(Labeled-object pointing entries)
Begin

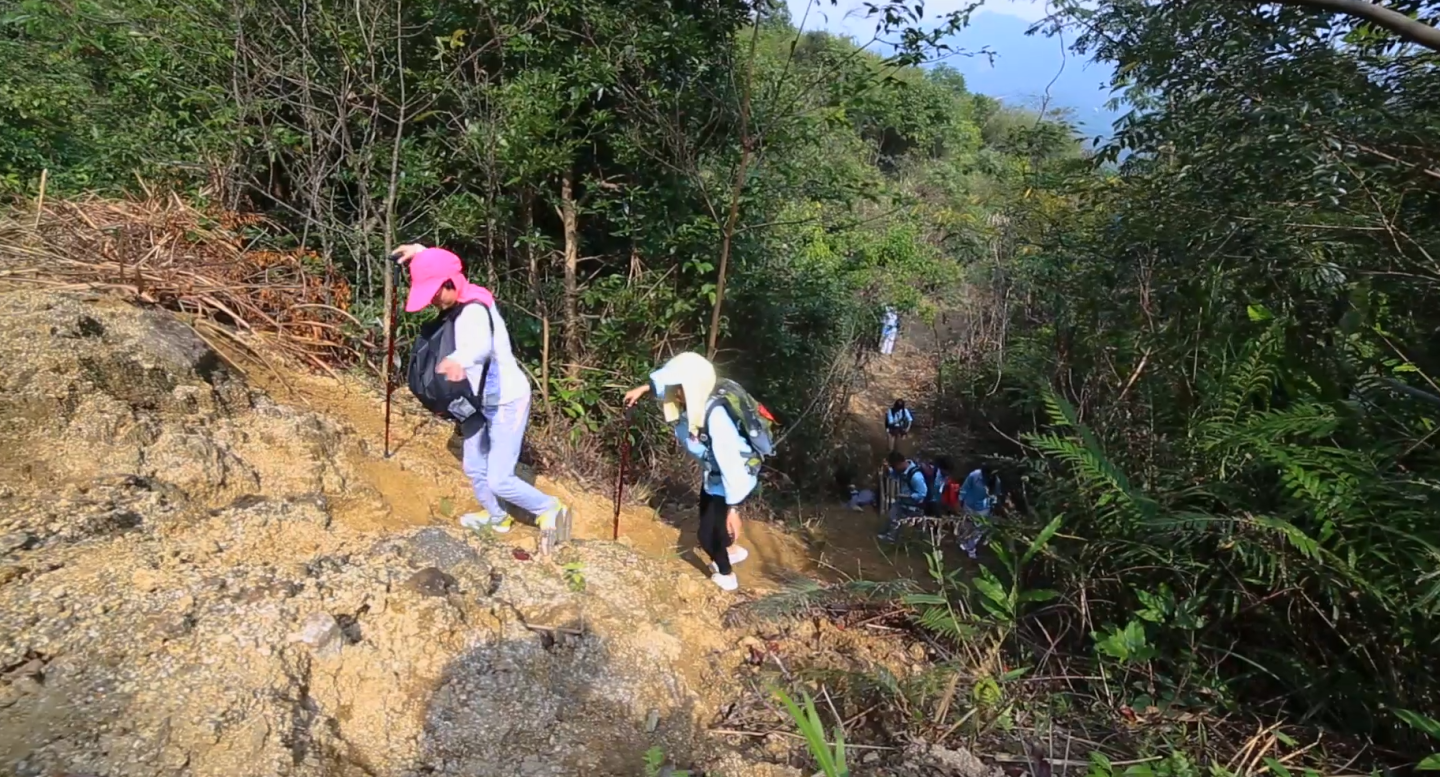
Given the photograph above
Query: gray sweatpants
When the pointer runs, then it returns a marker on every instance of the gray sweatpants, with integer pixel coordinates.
(490, 461)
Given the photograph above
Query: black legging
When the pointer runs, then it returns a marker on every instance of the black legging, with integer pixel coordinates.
(714, 540)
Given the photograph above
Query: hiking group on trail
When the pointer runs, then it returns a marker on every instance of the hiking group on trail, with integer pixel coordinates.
(462, 369)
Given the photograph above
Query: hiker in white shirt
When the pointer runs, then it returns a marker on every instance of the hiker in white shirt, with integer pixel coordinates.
(490, 455)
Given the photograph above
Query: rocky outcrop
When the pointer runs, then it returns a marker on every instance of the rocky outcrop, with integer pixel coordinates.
(176, 596)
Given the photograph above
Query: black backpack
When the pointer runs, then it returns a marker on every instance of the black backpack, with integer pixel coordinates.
(454, 400)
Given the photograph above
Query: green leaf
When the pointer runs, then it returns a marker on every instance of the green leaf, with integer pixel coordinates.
(1276, 767)
(1422, 723)
(1038, 543)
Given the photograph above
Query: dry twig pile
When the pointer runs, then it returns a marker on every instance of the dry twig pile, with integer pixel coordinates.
(164, 252)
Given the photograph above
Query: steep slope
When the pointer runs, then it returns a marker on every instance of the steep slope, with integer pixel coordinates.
(195, 583)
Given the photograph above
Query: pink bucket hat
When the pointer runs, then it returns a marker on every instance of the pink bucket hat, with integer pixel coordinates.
(429, 271)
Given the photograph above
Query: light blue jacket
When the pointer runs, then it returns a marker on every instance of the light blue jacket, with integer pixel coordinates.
(918, 491)
(723, 471)
(903, 419)
(975, 494)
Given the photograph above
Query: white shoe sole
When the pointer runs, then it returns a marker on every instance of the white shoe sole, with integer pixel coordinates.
(477, 521)
(726, 582)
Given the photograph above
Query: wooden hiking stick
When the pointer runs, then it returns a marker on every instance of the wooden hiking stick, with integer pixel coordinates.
(389, 348)
(619, 476)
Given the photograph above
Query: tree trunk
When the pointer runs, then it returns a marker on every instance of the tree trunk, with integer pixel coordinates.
(742, 170)
(572, 292)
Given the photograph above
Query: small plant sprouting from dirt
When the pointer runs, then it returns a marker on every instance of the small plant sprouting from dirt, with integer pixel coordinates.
(655, 764)
(573, 573)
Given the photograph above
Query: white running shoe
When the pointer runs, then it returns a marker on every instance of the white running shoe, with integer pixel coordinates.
(726, 582)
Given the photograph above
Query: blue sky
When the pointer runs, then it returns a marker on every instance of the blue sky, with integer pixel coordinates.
(1024, 66)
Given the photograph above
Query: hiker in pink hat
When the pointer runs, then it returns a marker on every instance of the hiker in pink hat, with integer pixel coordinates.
(437, 278)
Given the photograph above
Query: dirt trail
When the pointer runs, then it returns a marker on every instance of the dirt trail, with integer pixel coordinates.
(421, 485)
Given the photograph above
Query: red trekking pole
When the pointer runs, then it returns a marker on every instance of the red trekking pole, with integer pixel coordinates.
(619, 476)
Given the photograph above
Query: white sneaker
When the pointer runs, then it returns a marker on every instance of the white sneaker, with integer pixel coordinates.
(726, 582)
(480, 520)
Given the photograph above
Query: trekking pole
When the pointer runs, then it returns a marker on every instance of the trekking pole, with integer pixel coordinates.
(619, 476)
(389, 347)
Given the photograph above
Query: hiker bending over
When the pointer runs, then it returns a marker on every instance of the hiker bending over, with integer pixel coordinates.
(910, 497)
(729, 433)
(484, 359)
(938, 485)
(978, 498)
(889, 330)
(897, 422)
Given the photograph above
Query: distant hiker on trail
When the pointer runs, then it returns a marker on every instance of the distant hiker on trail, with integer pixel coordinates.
(722, 426)
(889, 330)
(910, 498)
(470, 346)
(977, 502)
(897, 422)
(860, 498)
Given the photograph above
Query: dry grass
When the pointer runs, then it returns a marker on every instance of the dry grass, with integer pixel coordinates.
(164, 252)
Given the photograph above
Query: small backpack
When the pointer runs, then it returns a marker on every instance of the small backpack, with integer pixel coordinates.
(951, 497)
(454, 400)
(753, 420)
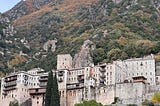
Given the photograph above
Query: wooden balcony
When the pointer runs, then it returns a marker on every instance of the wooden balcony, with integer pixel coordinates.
(10, 84)
(9, 79)
(75, 86)
(37, 91)
(9, 88)
(102, 70)
(102, 76)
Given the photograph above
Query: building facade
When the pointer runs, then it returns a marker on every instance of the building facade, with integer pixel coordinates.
(131, 81)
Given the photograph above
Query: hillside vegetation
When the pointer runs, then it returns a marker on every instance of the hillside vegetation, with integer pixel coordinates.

End

» **Given task**
Repeat each entry exactly as it appears; skip any picture.

» **Task solution**
Given the photograph above
Query: gray sweatpants
When the pointer runs, then it returns a marker on every instance of the gray sweatpants, with integer pixel coordinates.
(490, 461)
Given the photograph above
Query: black legging
When the pointer runs, then it returns a marker on every instance of the black legging, with integer pixel coordinates.
(714, 540)
Given the photograph above
Query: hiking group on trail
When the pointer runs, then it returns a marker on every instance of the hiking group on trail, with integer pixel coordinates.
(462, 369)
Given the photograph above
Query: hiker in white shirt
When the pointer runs, then it returns a marker on every instance of the hiker in white shirt, with integer pixel coordinates.
(490, 455)
Given the photograph above
Query: rocky outcrop
When the pointer runs, then it returns a marker on every instance of the rocky outcrop, with integer pixel coordinates.
(176, 596)
Given the photograph above
Query: black backpack
When the pointer runs, then it returns a marker on every instance of the black backpack, with integer pixel coordinates.
(454, 400)
Given the photograph above
Query: green leaf
When the pointer runs, then it returns a marker on every instance of the green leaf, with integer pixel coordinates.
(1276, 767)
(1422, 723)
(1038, 543)
Given the photograph above
Query: dry twig pile
When the pointer runs, then it returns a marker on every instance of the dry twig pile, with integer pixel coordinates.
(164, 252)
Given the photograph above
Query: steep slope
When the pointer runs, then it returns a marker on every instance of the steep slope, with integer pixel coordinates.
(195, 583)
Given the photograph above
Query: pink bucket hat
When the pointer runs, then it returns a marker on every instance of the pink bucket hat, with integer pixel coordinates.
(429, 271)
Given the photograph above
Query: light blue jacket
When the pointer runs, then it returns a marker on every instance of the light blue jacket, with integer pixel coordinates.
(918, 491)
(723, 471)
(903, 419)
(975, 494)
Given the photograph above
Query: white shoe sole
When the pointer runs, then it returns a marker on every instance of the white shoe sole, with integer pixel coordinates.
(477, 521)
(726, 582)
Given the photograph above
Query: wooden hiking stick
When the pointer runs, then it returns a marker on every instance of the wooden hiking stick, with integer pixel coordinates.
(389, 348)
(619, 476)
Given the photograph above
Query: tree trunk
When the pointer runs, then it returns a marker on every instance of the tree trunk, with integer pixel coordinates.
(742, 170)
(572, 292)
Given the photograph above
Query: small plant sprouting from dirt
When the pointer runs, then it returns a marker on every instance of the small plant sprouting from dirt, with integer pixel coordinates.
(655, 764)
(573, 573)
Given the photograph above
Query: white running shoe
When the pointer runs, then it returns a marker on every instance of the white running shoe, with integer pixel coordinates.
(726, 582)
Given the photograph above
Query: blue sky
When the pointer runs, then it returns a marker on every instance of the blue sky, with integer pixel coordinates.
(1024, 66)
Given the photograph above
Query: hiker in pink hat
When the pointer runs, then it returns a marker on every instance of the hiker in pink hat, with integer pixel coordinates.
(437, 278)
Given the photograph above
Query: dirt trail
When the pointer runs, then it returns a marker on every instance of the dirt trail, with integer pixel coordinates.
(421, 485)
Given the photograph above
Query: red trekking pole
When the pointer runs, then it returns a marker on every instance of the red trekking pole, with integer pixel coordinates.
(619, 476)
Given the photograph above
Query: white sneaker
When the pointer runs, then it returns a marker on every instance of the white sneaker, with integer pixel coordinates.
(726, 582)
(480, 520)
Given the photograph above
Query: trekking pole
When the pointer runs, then it returns a marker on every instance of the trekking pole, with integer pixel coordinates.
(619, 476)
(389, 347)
Given the photograph above
Query: hiker bending over
When the pointer runs, then it returns a marker on every instance of the hiker bending over, with integer pixel coordinates.
(910, 497)
(729, 433)
(484, 359)
(938, 485)
(978, 498)
(889, 330)
(897, 422)
Given the photograph above
Query: distant hiker on trail
When the pointer runs, then it returns a marker on every instance of the distant hiker on trail, with integer pixel coordinates.
(722, 426)
(889, 330)
(910, 498)
(470, 346)
(977, 502)
(897, 422)
(860, 498)
Given the photograph above
Query: dry grass
When the pointer runs, then it returns a marker on every instance of the dry grass, with integer pixel coordinates.
(164, 252)
Given the photograph above
Query: small backpack
When the pointer runs, then it returns a marker on every instance of the small backpack, with integer pixel coordinates.
(951, 497)
(454, 400)
(753, 420)
Given the photograph above
Query: wooden balcony
When the pointer runs, then it returns a marker on every instance of the wooden balcony, with integer pixel coordinates.
(10, 84)
(9, 79)
(75, 86)
(37, 91)
(9, 88)
(102, 70)
(102, 76)
Given the photograph above
Query: building facade
When the pointer runs, then it returns a marker on every instance of the building facade, with integer pixel coordinates.
(131, 81)
Given the photograph above
Query: hillside vegetation
When the pointer runs, then it returns a marker on every instance of the hillside vegetation, with integer pixel coordinates.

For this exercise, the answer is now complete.